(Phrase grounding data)
--------------------------------------------------

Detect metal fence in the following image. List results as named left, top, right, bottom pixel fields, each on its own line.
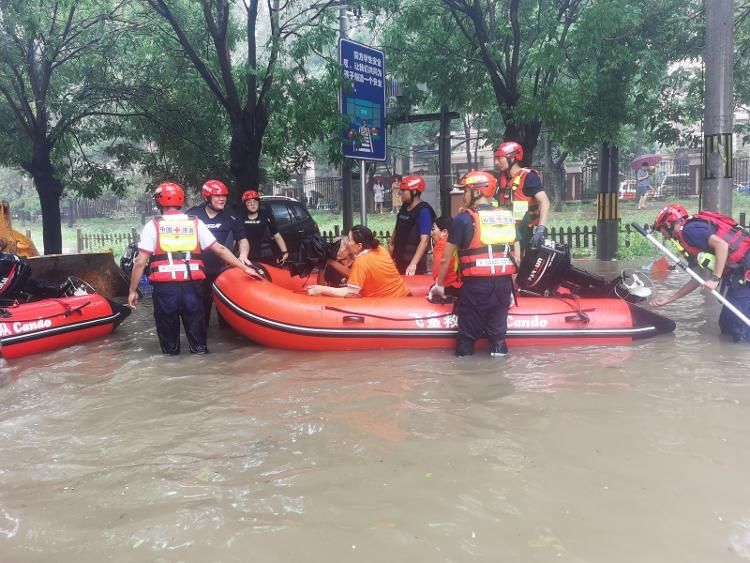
left=77, top=229, right=140, bottom=253
left=68, top=212, right=749, bottom=257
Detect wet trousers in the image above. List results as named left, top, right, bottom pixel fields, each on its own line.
left=152, top=281, right=207, bottom=355
left=455, top=276, right=513, bottom=356
left=718, top=272, right=750, bottom=343
left=202, top=274, right=228, bottom=327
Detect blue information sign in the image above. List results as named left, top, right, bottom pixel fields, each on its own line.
left=339, top=38, right=386, bottom=162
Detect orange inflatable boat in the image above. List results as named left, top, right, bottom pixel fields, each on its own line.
left=0, top=294, right=130, bottom=360
left=213, top=264, right=675, bottom=351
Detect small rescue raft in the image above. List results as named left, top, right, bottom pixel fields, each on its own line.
left=213, top=265, right=675, bottom=351
left=0, top=294, right=130, bottom=360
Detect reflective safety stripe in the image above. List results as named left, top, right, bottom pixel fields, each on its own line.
left=477, top=208, right=516, bottom=244
left=156, top=263, right=203, bottom=273
left=475, top=257, right=515, bottom=267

--------------------------------------------------

_About this task_. The answer should consist of the lines from the one with "Detect orange inflatable" through the last line of the entries, duplicated exactly and nothing more.

_Reply to the task_.
Detect orange inflatable boat in the image above. List results as named left, top, right, bottom pixel fields, each on its own line.
left=0, top=294, right=130, bottom=360
left=213, top=264, right=675, bottom=351
Detect small rescue raft in the image above. List results as named left, top, right, bottom pixel fields, each on its own line.
left=213, top=265, right=675, bottom=351
left=0, top=294, right=130, bottom=360
Detect reflective safety stripe in the image above. List results as named left, top, right, bottom pixel fields, each on its own line.
left=477, top=208, right=516, bottom=244
left=156, top=263, right=203, bottom=273
left=475, top=257, right=515, bottom=267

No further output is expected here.